(Input data begins)

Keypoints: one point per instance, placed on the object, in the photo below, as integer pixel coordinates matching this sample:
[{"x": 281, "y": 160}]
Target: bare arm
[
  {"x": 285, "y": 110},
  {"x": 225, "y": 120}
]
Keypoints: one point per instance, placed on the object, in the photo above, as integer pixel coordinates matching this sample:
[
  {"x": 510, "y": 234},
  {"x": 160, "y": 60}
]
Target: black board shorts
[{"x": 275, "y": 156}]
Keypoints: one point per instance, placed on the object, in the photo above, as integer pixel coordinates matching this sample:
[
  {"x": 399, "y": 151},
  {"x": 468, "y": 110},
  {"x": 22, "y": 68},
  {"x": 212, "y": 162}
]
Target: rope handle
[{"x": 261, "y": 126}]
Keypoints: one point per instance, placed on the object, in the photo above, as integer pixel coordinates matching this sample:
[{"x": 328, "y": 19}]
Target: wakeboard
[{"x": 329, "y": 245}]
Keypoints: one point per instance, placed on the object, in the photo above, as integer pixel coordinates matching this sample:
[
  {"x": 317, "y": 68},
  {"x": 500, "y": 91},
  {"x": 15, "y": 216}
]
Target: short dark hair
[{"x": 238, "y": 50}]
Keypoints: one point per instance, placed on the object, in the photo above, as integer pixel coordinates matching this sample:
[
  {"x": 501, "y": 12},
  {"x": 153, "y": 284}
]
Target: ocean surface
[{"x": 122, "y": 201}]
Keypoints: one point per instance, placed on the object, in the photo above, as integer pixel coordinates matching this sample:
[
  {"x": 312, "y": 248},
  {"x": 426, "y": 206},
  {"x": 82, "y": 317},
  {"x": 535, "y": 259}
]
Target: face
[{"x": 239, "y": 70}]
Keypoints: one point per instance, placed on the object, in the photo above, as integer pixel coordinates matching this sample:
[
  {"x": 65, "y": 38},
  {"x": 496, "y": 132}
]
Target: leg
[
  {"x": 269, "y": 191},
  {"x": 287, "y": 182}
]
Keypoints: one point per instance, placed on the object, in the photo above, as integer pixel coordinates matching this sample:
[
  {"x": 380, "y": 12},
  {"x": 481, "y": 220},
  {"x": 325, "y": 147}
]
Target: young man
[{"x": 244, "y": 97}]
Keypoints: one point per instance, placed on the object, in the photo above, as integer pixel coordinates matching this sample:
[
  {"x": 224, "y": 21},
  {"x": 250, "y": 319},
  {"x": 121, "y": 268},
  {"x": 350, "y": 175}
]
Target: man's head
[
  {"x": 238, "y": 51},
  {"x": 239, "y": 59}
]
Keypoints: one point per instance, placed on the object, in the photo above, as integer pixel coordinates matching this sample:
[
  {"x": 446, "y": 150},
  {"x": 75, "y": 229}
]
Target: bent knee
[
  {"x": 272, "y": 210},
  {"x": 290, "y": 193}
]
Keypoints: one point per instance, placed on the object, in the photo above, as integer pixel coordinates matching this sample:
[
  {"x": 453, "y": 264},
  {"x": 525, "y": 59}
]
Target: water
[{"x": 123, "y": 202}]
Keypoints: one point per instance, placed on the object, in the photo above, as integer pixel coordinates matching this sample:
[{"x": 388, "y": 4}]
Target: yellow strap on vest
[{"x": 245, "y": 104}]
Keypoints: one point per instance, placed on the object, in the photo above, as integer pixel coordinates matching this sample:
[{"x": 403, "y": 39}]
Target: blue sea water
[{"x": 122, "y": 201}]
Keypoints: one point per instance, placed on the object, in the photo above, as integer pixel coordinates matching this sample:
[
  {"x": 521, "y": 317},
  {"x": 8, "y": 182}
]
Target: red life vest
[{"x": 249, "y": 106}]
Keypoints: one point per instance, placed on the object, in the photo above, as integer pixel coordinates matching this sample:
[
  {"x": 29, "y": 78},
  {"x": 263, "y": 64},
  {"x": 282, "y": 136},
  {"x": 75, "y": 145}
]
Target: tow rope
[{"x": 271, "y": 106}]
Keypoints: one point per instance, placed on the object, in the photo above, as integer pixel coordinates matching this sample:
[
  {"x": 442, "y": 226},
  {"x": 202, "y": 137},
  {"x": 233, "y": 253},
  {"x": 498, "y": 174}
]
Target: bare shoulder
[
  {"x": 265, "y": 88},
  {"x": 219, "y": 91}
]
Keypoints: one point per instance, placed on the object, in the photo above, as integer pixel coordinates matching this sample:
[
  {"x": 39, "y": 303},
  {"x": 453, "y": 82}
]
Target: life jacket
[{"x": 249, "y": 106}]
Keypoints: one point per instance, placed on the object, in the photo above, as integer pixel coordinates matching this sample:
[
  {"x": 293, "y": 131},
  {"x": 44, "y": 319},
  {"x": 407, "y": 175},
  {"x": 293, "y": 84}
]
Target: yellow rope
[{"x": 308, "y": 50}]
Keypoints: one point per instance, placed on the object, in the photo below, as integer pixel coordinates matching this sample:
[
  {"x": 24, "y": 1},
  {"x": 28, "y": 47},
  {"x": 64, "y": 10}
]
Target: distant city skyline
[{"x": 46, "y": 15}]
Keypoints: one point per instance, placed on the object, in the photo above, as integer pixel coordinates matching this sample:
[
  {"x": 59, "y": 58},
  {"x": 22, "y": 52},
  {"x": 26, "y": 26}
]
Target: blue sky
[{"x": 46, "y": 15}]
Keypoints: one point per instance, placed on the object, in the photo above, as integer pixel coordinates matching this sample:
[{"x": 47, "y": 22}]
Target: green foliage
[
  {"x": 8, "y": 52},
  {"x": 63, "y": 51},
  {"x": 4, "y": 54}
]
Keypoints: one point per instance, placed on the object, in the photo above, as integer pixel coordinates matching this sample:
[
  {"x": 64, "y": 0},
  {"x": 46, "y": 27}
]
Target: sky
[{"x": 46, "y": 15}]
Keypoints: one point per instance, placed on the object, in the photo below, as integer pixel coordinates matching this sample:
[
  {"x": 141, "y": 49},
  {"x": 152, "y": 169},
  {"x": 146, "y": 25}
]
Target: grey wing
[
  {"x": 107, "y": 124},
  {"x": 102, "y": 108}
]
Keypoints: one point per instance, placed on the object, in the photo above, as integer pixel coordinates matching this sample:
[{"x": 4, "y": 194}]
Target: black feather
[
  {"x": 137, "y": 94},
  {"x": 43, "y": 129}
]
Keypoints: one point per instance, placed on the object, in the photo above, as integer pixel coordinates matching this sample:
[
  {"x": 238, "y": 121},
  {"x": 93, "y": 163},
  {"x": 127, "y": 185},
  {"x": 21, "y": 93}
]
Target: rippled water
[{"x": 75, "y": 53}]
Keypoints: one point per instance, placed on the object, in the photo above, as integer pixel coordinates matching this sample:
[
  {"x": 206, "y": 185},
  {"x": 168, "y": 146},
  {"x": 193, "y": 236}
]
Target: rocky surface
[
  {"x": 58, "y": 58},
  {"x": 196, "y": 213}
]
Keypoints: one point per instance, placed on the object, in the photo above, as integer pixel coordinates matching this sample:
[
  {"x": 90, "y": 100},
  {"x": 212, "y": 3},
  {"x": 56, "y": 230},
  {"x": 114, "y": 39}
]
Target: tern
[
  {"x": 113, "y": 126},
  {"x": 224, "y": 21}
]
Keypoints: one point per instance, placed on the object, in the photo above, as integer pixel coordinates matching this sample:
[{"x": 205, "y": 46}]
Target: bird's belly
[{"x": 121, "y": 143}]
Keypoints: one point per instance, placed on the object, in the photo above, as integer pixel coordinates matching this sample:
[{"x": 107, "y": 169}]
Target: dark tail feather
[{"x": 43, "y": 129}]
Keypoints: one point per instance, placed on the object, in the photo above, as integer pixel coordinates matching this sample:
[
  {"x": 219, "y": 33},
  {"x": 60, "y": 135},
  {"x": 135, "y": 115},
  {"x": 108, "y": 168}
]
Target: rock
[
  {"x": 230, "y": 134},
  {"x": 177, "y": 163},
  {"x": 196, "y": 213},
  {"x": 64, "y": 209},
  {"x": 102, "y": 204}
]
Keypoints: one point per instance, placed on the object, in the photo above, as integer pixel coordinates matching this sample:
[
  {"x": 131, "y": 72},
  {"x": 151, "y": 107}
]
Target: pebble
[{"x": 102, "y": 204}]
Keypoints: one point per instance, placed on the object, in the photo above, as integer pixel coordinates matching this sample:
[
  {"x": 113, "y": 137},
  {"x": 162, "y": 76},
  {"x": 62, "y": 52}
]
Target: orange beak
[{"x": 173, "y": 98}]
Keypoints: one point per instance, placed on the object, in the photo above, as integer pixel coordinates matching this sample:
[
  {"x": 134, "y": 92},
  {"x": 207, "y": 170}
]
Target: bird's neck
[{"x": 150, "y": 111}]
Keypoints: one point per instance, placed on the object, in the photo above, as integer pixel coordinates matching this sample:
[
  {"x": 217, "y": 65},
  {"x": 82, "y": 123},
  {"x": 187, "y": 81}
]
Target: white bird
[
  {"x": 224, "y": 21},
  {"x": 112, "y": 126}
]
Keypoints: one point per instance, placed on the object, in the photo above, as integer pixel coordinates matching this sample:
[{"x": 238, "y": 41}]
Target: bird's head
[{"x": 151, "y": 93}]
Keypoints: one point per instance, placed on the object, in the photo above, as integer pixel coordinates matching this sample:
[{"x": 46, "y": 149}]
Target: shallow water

(Input data ends)

**Aim of the task**
Starting at the line with "Target: white bird", retype each line through the final one in the data above, unchanged and with nothing added.

**Answer section**
Target: white bird
[
  {"x": 224, "y": 21},
  {"x": 112, "y": 126}
]
Keypoints: one point per instance, placed on the object, in the photo above, as integer pixel coordinates matching this sample:
[{"x": 238, "y": 41}]
Target: bird's head
[{"x": 151, "y": 93}]
Keypoints: one point per instance, placed on the object, in the photo above, as integer pixel coordinates matching this sample:
[{"x": 46, "y": 149}]
Target: shallow water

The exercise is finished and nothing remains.